* **Goal of the exercise**
From the listing below, extract every line in which the word "wooden" appears.

* **Given entries**
-*-*-
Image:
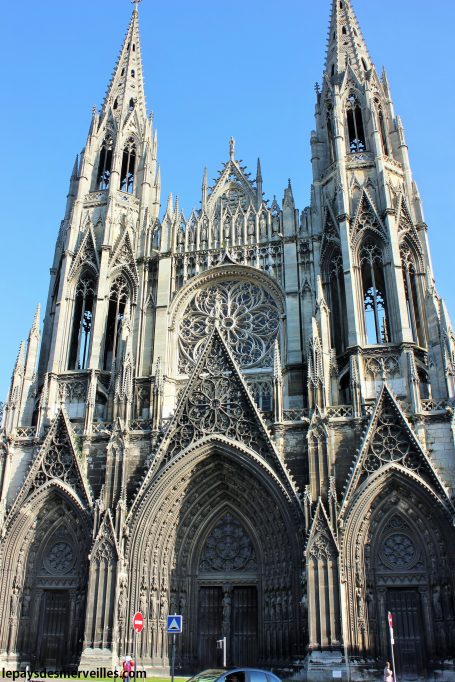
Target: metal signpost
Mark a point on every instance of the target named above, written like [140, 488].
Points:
[392, 643]
[174, 627]
[138, 624]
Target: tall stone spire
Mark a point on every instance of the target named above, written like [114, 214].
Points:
[345, 42]
[126, 89]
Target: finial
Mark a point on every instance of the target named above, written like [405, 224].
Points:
[231, 148]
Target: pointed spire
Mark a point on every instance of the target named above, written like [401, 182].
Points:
[205, 184]
[345, 42]
[34, 330]
[126, 89]
[259, 181]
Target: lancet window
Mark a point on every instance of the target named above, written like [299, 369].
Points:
[128, 166]
[105, 164]
[337, 302]
[356, 132]
[118, 297]
[374, 293]
[81, 333]
[382, 129]
[331, 137]
[411, 288]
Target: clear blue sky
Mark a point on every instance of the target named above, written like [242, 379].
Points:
[212, 70]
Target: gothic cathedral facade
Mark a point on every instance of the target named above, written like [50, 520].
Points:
[244, 416]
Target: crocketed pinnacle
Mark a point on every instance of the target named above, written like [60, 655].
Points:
[345, 42]
[126, 89]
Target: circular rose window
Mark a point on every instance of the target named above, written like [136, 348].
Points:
[248, 317]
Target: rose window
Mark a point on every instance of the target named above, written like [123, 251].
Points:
[228, 548]
[247, 314]
[398, 550]
[61, 558]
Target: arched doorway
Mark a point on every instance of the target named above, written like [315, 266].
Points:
[403, 562]
[51, 599]
[227, 593]
[219, 542]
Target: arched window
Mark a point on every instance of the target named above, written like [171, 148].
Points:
[356, 131]
[374, 293]
[337, 302]
[117, 301]
[82, 322]
[382, 129]
[331, 137]
[411, 289]
[105, 163]
[128, 167]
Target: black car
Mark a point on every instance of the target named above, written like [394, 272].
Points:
[235, 675]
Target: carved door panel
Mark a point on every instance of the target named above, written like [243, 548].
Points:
[408, 631]
[210, 625]
[55, 621]
[244, 628]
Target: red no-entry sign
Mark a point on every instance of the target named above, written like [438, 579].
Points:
[138, 622]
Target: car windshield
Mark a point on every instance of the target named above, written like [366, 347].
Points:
[207, 676]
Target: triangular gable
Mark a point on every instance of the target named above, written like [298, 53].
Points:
[232, 173]
[56, 463]
[366, 218]
[321, 536]
[216, 402]
[105, 543]
[390, 442]
[123, 258]
[86, 255]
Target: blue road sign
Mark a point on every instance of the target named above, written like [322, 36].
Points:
[174, 625]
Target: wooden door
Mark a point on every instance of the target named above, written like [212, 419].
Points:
[55, 622]
[244, 627]
[410, 650]
[210, 625]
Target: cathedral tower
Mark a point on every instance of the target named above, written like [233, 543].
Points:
[244, 415]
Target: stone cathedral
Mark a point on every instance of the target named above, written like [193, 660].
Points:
[244, 415]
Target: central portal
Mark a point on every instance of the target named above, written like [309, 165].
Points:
[231, 612]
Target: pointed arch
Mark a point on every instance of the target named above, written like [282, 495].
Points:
[119, 296]
[414, 289]
[82, 324]
[129, 162]
[356, 137]
[103, 175]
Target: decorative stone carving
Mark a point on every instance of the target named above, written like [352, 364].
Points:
[228, 548]
[248, 317]
[60, 558]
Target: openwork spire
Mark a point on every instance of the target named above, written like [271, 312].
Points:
[126, 89]
[345, 42]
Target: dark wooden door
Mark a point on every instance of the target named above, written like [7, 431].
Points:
[210, 625]
[409, 637]
[55, 622]
[244, 627]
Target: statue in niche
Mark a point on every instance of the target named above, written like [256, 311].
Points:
[263, 225]
[227, 229]
[437, 608]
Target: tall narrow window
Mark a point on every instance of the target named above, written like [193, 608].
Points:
[82, 323]
[374, 293]
[117, 301]
[105, 164]
[356, 131]
[411, 289]
[128, 167]
[331, 138]
[382, 129]
[337, 303]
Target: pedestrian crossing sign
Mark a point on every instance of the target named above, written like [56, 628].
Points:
[174, 624]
-*-*-
* **The completed task**
Target: wooden door
Target: dark wooden door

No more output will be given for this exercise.